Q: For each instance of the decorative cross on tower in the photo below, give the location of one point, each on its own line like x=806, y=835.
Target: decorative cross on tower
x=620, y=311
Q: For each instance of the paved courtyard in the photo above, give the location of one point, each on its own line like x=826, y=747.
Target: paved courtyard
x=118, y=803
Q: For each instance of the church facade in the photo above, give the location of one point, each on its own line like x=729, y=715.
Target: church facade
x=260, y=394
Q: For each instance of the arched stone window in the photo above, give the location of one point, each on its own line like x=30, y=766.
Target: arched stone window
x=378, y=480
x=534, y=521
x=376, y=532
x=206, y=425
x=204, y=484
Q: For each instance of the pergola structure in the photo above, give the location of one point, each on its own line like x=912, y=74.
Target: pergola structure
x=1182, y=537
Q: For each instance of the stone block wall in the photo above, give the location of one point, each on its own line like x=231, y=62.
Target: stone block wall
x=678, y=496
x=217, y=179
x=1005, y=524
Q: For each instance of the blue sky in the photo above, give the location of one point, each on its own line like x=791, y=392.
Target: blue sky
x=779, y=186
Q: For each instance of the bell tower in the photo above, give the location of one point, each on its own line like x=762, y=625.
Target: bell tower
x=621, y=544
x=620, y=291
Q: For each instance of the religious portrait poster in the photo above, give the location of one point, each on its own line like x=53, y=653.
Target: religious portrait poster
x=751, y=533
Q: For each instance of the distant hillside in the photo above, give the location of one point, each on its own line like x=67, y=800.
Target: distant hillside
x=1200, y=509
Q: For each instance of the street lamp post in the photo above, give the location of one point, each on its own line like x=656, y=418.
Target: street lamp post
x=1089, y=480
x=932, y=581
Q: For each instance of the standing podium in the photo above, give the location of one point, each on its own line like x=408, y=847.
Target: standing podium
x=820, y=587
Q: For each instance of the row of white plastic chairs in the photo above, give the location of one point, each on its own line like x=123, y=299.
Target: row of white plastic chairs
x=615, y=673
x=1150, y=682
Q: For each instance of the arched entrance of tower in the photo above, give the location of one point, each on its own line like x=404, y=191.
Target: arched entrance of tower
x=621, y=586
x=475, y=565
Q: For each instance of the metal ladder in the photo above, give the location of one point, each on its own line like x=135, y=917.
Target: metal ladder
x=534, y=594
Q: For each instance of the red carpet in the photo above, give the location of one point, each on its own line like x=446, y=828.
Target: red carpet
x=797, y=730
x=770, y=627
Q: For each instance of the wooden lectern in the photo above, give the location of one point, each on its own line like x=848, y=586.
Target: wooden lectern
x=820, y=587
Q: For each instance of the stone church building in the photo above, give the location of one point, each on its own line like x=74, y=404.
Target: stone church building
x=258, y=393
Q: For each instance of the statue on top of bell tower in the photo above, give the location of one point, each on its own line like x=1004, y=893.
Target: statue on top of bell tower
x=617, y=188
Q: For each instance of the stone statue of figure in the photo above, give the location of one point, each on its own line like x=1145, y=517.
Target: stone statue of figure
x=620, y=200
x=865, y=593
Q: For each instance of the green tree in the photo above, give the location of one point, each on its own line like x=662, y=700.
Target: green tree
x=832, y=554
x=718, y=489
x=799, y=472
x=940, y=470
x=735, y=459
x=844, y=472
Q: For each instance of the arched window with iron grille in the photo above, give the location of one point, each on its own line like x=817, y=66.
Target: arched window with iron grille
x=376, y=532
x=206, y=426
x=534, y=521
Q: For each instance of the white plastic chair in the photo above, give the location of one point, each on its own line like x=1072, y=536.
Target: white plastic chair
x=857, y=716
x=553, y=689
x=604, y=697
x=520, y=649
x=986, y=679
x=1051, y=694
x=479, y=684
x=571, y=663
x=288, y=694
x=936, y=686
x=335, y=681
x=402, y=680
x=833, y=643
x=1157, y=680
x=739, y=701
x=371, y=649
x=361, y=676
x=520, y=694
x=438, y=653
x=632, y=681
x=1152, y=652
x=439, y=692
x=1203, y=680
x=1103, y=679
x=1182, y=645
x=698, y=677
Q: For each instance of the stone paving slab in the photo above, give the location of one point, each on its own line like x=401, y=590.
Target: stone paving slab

============================================================

**Your objective:** Take the line containing "Target: arched window with iron grille" as the first line and the last line of the data above as the final one. Write out these lines and all between them exactly.

**Response to the exercise:**
Target: arched window with iron grille
x=376, y=532
x=206, y=426
x=534, y=521
Q: For each instance of the white plastic chair in the photo above, give the location of one point, each on its own line like x=1072, y=536.
Target: white plastic chair
x=857, y=716
x=553, y=689
x=604, y=697
x=520, y=649
x=986, y=679
x=1051, y=694
x=479, y=684
x=571, y=663
x=288, y=694
x=936, y=686
x=335, y=681
x=402, y=680
x=833, y=643
x=1157, y=680
x=739, y=701
x=371, y=649
x=361, y=676
x=520, y=694
x=438, y=653
x=632, y=681
x=1152, y=652
x=439, y=692
x=1203, y=680
x=1103, y=679
x=1182, y=645
x=698, y=677
Q: For each instance of the stone paving slab in the photo above, give the location of one point, each on its own line like x=401, y=590.
Target: stone paving slab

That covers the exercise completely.